Required action 1: In the Veterans Day blog post, at which two companies did the grandfather work as a mechanical engineer?
Required action 2: Echo the part of the Veterans Day blog post starting at "One Veteran's Story" and ending at "even an inventor.", word for word.

Document passage:
----------------
CNN's election page allows you check out the totals at the county level if you are interested in more detail.

This overall change in landslide counties tells the tale of this particular election.

The next post will look at what that might mean when it comes to the Electoral College and the inevitable discussion where people claim this election "permanently remade the map".

Friday, November 11, 2016

One Veteran's Story

Every year when Veterans Day comes around I always think about my wife’s grandfather.  Like many members of the Greatest Generation the man had a story for every situation.  After getting to know him and hearing those stories (some more than once), I dubbed him “Forest Gump without the money”.

Grandpa had more careers and life experience than most.  He was a welder and a photographer.  A mechanical engineer, he worked a Ford Motor Company and IBM.  He was also a custom home builder for several years.

He was even an inventor.

He often told a story about leaving IBM to be part of a team that invented an optical scanning machine.  Most adults will remember the Scantron tests from school requiring a #2 pencil.  Grandpa helped invent the machine that graded those tests.  He also told a story about helping build some prototype fitness machines for some local body builders.  They went on to form a successful business.  From the way he described them, they were just like the Cybex machines you’ll see in many gyms.  Both of those companies are based in or near where he lived in Rochester, MN at the time.  Unfortunately, he was an engineer and not a savvy businessman.  He also wasn’t as lucky as Forest Gump, so huge monetary success wasn’t in the cards from these efforts.

However,  the most Interesting story he ever told was from his time in the Navy.

Grandpa joined the Navy from Minnesota during WWII.  Eventually, he was transferred to Norfolk Virginia where his skills as a photographer and a welder were put to use inspecting welds on ships being built in the shipyards.  He used a specialized camera to take Images of the welds and make sure they were safe.

When it came time to begin preparations to for D-Day he got his orders for a ship that would ultimately take part in the Normandy invasion.  While standing in line to board with his duffel bag packed, he was pulled aside and told his orders had changed.  Instead of heading to Europe, he would be working on a special project.
----------------
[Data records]
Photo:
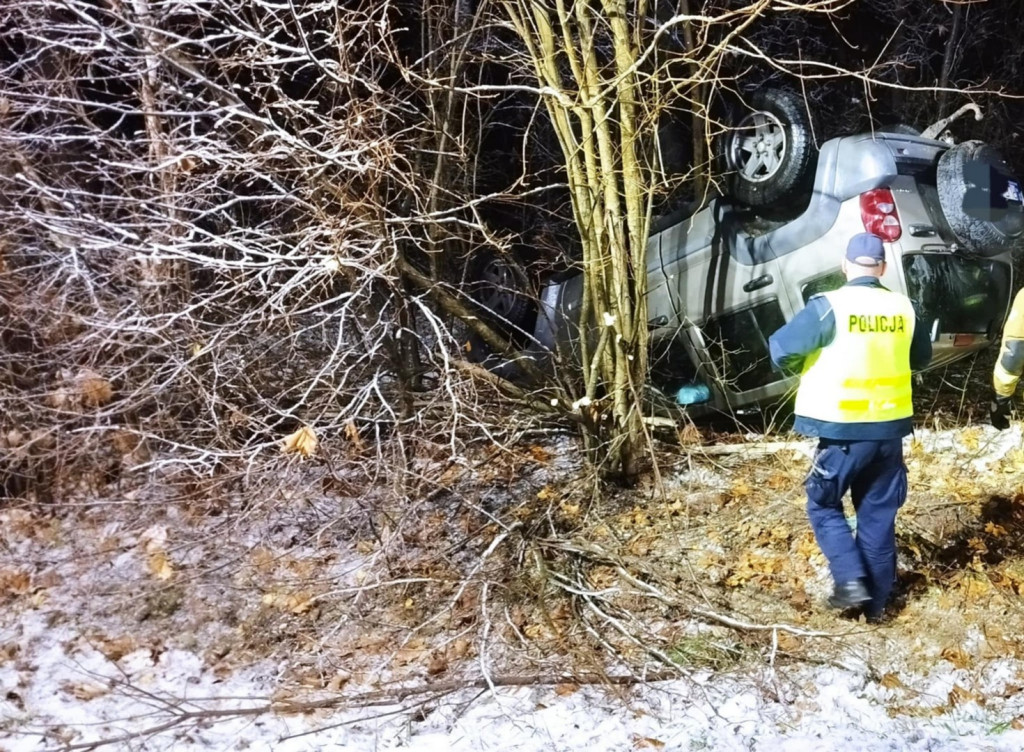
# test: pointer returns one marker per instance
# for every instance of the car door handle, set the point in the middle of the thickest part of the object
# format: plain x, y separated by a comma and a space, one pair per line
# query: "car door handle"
758, 282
----------------
Exercise result 1: Ford Motor Company and IBM.

Exercise result 2:
One Veteran's Story

Every year when Veterans Day comes around I always think about my wife’s grandfather.  Like many members of the Greatest Generation the man had a story for every situation.  After getting to know him and hearing those stories (some more than once), I dubbed him “Forest Gump without the money”.

Grandpa had more careers and life experience than most.  He was a welder and a photographer.  A mechanical engineer, he worked a Ford Motor Company and IBM.  He was also a custom home builder for several years.

He was even an inventor.